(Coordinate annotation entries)
----------

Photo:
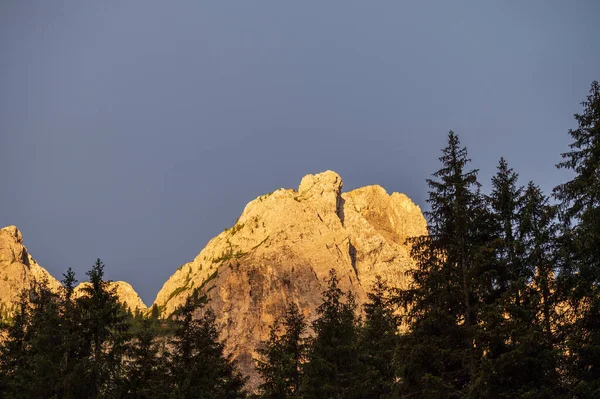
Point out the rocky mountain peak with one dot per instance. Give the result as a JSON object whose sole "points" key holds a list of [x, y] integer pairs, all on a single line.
{"points": [[281, 250], [18, 270]]}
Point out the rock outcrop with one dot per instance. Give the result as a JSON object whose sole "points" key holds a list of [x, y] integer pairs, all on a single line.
{"points": [[281, 250], [125, 294], [18, 270]]}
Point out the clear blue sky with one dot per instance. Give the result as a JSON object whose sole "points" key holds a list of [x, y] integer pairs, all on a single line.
{"points": [[135, 131]]}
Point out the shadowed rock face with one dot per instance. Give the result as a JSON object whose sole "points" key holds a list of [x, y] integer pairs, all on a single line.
{"points": [[281, 250], [18, 270]]}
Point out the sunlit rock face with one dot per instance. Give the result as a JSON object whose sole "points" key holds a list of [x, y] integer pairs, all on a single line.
{"points": [[18, 270], [281, 250], [125, 294]]}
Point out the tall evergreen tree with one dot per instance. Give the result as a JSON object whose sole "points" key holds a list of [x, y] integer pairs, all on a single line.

----------

- Your instructions
Reproduce the material above verbatim, leaving out the image placeholders.

- Final result
Photo:
Point out the rocky mountain peak with one dot per instance. Give the result as a JSON object whose sole "points" key holds a list of [x, y] integer pairs, all on a single line.
{"points": [[281, 250], [18, 270]]}
Point out the rock outcrop with one dot per instance. Give the result as a JSON object whose sole "points" key holds a list of [x, y] integer pairs, all on a single line.
{"points": [[281, 250], [125, 294], [18, 270]]}
Point out the clear blue sky with one dot per instance. Give the result as a JSON object whose sole "points" key holds a list of [x, y] integer pairs, all on a single line.
{"points": [[135, 131]]}
Point out the shadowed rock face with one dot per instance. Give the result as a JSON object whose sole "points" key holds a list of [x, y] integer pairs, all on a single line.
{"points": [[281, 250], [18, 270]]}
Point out the sunlit rock face with one dot per instance. Give the result as a JSON object whose sole "points" key holds a list of [x, y] integer pairs, all on a single line.
{"points": [[18, 270], [281, 250], [125, 294]]}
Point out the tall evergreen tree with one dot per instance. Give the result as a JSON object whose sole "points" key holds a list of [x, y] integer pairs, all on a single line.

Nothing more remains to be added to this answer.